TEXT PROVIDED:
>> start
# Air compressors



## Prowler901 (Jun 27, 2005)

Howdy folks,

I'm in the market for a new air compressor. I'd like something with a tank, gage, and moisture trap. Also, money is a factor. So, I'd like to keep the price down. Anyone got any suggestions?

Regards,
Todd


----------



## WarpCore Breach (Apr 27, 2005)

You'll probably be finding something in the home hardware type of stores. You can get compressors and tank combos quite easily.. most will have to have moisture traps added separately. The only thing I can say about those is that they tend to be somewhat on the noisy side - if you have a house, it shouldn't be that much of an issue. But if live in an apartment and you want a silent compressor, you will NOT be able to get past the cost factor since they tend to be more expensive. You really do get what you pay for!


----------



## Maritain (Jan 16, 2008)

I love mine, I pick it up at Big Lots for about $90.00. It has an air tank, not sure about moisture trap,(Its in storage for now) I just had to get an adaptor for the hose for the air brush at Home Depot. It is nosiy as hell though so if you live in an apt could be a problem.

Good Hunting.


----------



## JGG1701 (Nov 9, 2004)

I found one at Meijer last year for about $50.00. It's small and it has a gauge. 
I think it's a 2 gallon.


----------



## Prowler901 (Jun 27, 2005)

Thanks guys. Fortunately I do live in a house, and I'm not concerned about the noise. Although the kids might think otherwise... my new workstation is in their game room


----------



## Prowler901 (Jun 27, 2005)
>> end
RECORDED INFORMATION:
>> start
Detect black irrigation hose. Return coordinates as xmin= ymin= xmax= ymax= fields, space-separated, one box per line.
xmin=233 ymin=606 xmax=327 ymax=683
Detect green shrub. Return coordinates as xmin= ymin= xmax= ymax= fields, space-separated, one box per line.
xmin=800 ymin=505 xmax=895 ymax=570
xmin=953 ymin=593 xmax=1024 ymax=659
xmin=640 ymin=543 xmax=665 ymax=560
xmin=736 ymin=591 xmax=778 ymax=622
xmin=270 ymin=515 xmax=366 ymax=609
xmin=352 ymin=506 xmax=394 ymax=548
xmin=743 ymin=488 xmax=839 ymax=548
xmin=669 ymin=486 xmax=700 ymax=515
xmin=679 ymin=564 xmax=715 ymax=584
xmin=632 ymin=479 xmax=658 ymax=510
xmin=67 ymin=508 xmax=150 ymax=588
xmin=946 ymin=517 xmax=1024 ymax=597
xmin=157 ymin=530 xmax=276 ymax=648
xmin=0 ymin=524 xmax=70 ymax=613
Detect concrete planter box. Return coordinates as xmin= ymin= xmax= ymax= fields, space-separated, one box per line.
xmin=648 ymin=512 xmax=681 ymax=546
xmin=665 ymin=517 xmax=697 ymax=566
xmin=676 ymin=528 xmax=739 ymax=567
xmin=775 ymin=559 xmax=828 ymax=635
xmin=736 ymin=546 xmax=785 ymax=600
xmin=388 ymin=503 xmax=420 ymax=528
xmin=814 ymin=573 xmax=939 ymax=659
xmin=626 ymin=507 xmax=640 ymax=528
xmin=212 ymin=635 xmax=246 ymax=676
>> end
WORK TO COMPLETE:
(1) Revise the passage of the air compressor thread between "I love mine, I" and "(Nov 9, 2004)", inclusive, replacing "Big Lots" with "a local hardware store".
(2) In the air compressor thread, where did JGG1701 find a compressor for about $50.00?

SOLUTIONS PER TASK:
(1)
I love mine, I pick it up at a local hardware store for about $90.00. It has an air tank, not sure about moisture trap,(Its in storage for now) I just had to get an adaptor for the hose for the air brush at Home Depot. It is nosiy as hell though so if you live in an apt could be a problem.

Good Hunting.


----------



## JGG1701 (Nov 9, 2004)

(2) At Meijer.